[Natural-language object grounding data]
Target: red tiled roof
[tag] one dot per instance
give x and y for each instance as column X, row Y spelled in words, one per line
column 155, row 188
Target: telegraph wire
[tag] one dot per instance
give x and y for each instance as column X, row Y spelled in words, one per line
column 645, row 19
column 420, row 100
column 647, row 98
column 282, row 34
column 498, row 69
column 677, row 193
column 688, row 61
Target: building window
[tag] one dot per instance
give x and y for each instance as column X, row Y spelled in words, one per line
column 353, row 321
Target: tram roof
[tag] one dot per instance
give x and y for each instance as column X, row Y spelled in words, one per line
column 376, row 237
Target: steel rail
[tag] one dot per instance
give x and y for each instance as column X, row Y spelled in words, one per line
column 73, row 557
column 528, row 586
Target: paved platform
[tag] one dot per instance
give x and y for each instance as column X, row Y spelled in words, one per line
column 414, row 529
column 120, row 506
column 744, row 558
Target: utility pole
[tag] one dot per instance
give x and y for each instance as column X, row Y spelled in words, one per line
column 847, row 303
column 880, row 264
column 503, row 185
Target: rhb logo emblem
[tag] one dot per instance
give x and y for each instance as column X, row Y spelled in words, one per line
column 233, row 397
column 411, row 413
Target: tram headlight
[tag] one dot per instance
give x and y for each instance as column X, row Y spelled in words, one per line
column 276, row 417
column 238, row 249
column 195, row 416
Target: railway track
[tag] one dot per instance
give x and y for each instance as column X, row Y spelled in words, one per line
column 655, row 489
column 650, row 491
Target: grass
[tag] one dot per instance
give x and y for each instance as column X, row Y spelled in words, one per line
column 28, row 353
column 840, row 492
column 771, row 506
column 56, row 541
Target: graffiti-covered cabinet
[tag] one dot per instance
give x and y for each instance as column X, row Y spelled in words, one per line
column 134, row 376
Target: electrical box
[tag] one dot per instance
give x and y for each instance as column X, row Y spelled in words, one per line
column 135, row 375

§ Problem to solve:
Count the lines of the data that contain the word "roof", and give only that number.

§ Written reply:
2